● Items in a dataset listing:
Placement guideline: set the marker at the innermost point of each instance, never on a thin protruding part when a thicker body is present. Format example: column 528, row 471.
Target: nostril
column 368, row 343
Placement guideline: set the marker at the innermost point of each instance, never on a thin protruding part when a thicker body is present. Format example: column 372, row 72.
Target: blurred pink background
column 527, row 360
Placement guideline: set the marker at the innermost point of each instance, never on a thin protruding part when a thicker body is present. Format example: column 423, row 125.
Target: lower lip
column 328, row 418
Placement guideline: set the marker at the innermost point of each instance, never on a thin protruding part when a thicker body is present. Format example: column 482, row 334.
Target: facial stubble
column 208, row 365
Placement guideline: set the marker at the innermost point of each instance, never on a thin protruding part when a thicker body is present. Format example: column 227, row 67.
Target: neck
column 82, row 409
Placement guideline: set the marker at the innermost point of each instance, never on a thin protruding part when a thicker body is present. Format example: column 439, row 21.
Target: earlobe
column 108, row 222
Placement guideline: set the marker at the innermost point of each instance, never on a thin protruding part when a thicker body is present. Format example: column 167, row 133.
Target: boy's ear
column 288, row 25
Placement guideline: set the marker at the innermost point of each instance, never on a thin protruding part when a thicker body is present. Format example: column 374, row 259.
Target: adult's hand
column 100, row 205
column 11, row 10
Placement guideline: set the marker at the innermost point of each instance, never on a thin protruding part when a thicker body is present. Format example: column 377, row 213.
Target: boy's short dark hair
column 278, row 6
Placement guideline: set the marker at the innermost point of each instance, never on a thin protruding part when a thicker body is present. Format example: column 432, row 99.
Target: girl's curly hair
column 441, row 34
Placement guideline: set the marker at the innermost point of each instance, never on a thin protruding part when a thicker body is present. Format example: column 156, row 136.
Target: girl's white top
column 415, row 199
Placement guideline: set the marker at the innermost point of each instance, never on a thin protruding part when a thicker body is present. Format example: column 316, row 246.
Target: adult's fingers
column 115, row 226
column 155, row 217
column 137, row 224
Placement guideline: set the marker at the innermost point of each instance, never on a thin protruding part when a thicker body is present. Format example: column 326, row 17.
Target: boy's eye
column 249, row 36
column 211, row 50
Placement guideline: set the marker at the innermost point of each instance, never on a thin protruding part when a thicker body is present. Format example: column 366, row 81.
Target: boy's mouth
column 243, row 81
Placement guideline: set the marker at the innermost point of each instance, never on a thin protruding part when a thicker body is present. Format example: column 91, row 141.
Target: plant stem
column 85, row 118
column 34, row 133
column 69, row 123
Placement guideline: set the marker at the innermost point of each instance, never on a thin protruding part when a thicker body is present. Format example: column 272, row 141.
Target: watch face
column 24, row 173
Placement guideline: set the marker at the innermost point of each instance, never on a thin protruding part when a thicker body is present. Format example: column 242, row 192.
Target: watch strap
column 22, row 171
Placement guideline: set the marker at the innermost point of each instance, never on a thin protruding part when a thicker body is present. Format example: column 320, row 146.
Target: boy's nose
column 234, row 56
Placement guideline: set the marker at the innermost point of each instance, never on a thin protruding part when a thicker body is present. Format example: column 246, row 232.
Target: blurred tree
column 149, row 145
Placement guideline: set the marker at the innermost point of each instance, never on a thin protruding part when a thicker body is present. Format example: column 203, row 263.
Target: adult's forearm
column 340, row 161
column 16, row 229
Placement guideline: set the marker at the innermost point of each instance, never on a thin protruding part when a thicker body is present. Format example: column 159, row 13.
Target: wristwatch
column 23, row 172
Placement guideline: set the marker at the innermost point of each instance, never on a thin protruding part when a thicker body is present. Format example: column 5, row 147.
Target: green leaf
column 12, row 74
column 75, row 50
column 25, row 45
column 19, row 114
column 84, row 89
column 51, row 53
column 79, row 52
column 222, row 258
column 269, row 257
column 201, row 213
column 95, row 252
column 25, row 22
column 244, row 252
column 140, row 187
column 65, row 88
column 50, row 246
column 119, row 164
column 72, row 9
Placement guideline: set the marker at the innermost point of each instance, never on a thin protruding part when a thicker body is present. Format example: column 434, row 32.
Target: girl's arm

● What is asked:
Please convert the listing, starting at the line containing "227, row 67." and ending at the line containing "column 137, row 224", into a Markdown table with the columns Number and Line, skipping blank lines. Include only those lines.

● Written answer:
| Number | Line |
|---|---|
| 1 | Placement guideline: set the marker at the innermost point of each instance, never on a thin protruding part when a thicker body is present. Format example: column 227, row 67. |
| 2 | Target: neck |
| 3 | column 82, row 409 |
| 4 | Placement guideline: set the marker at the innermost point of each instance, never on a thin protruding part when a thicker body is present. Format example: column 439, row 21. |
| 5 | Target: earlobe |
| 6 | column 108, row 222 |
| 7 | Placement guideline: set the marker at the innermost point of each instance, never on a thin protruding part when a thicker body is present. Format example: column 167, row 133. |
| 8 | Target: boy's ear |
| 9 | column 288, row 25 |
| 10 | Placement guideline: set the marker at the innermost point of each instance, never on a thin protruding part when a thicker body is present. Format example: column 374, row 259. |
| 11 | Target: adult's hand |
| 12 | column 100, row 205 |
| 13 | column 11, row 10 |
| 14 | Placement guideline: set the marker at the innermost point of each instance, never on a thin protruding part when a thicker body is present. Format example: column 377, row 213. |
| 15 | Target: boy's short dark hair |
| 16 | column 278, row 6 |
| 17 | Placement guideline: set the marker at the innermost point of each instance, never on a thin protruding part when a thicker body is present. Format example: column 432, row 99. |
| 18 | Target: girl's curly hair |
| 19 | column 441, row 34 |
| 20 | Placement guideline: set the marker at the innermost point of each instance, never on a thin protruding part when a thicker body is present. Format example: column 156, row 136. |
| 21 | Target: girl's white top |
| 22 | column 415, row 199 |
| 23 | Placement guideline: set the marker at the innermost point of each instance, never on a thin protruding part when a thicker body is present. Format example: column 316, row 246. |
| 24 | Target: adult's fingers |
| 25 | column 115, row 226 |
| 26 | column 155, row 217 |
| 27 | column 137, row 224 |